Write out every one of the items below exactly, line for line, with no changes.

[Records from a dataset]
════════
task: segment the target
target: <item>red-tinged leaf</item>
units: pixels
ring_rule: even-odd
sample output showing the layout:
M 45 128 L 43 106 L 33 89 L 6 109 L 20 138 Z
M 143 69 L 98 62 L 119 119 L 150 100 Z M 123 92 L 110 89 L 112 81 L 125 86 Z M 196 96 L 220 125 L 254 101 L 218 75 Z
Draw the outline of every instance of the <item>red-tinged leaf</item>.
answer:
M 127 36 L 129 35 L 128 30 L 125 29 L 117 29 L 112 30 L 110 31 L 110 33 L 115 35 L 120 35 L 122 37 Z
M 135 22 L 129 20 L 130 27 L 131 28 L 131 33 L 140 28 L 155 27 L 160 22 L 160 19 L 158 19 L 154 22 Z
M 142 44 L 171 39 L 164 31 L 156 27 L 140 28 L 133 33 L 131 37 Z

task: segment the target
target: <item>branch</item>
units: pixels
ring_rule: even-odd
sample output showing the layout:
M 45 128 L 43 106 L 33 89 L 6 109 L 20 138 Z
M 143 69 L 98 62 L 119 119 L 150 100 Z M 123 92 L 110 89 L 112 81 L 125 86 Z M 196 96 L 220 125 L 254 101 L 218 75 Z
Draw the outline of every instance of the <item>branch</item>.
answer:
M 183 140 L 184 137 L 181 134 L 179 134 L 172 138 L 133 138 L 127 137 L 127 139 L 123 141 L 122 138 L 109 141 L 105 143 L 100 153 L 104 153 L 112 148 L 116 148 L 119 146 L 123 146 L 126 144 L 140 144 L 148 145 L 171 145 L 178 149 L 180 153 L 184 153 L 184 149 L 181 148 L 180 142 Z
════════
**EXERCISE OUTPUT**.
task: segment the target
target: <item>red-tinged leaf</item>
units: pixels
ring_rule: even-odd
sample output showing the layout:
M 45 128 L 43 106 L 33 89 L 6 109 L 20 138 Z
M 143 69 L 98 62 L 119 119 L 150 100 Z M 123 92 L 110 89 L 112 81 L 125 86 Z M 196 96 L 220 125 L 254 101 L 218 75 Z
Draw the outline of every instance of the <item>red-tinged leaf</item>.
answer:
M 127 36 L 129 35 L 128 30 L 125 29 L 117 29 L 112 30 L 110 31 L 110 33 L 115 35 L 120 35 L 122 37 Z
M 135 22 L 129 20 L 130 27 L 131 28 L 131 33 L 140 28 L 155 27 L 160 22 L 160 19 L 158 19 L 154 22 Z
M 142 44 L 171 39 L 164 31 L 156 27 L 140 28 L 133 33 L 131 37 Z

task: segment the target
target: <item>branch</item>
units: pixels
ring_rule: even-odd
sample output showing the layout:
M 45 128 L 43 106 L 33 89 L 6 109 L 20 138 Z
M 143 69 L 98 62 L 119 119 L 150 100 Z M 123 92 L 110 89 L 112 81 L 125 86 Z M 196 96 L 220 125 L 254 101 L 218 75 Z
Draw the outline of every instance of the <item>branch</item>.
answer:
M 183 140 L 184 137 L 181 134 L 179 134 L 172 138 L 133 138 L 127 137 L 127 139 L 123 141 L 122 138 L 109 141 L 105 143 L 100 153 L 104 153 L 112 148 L 116 148 L 119 146 L 123 146 L 126 144 L 140 144 L 148 145 L 171 145 L 178 149 L 180 153 L 184 153 L 184 149 L 181 148 L 180 142 Z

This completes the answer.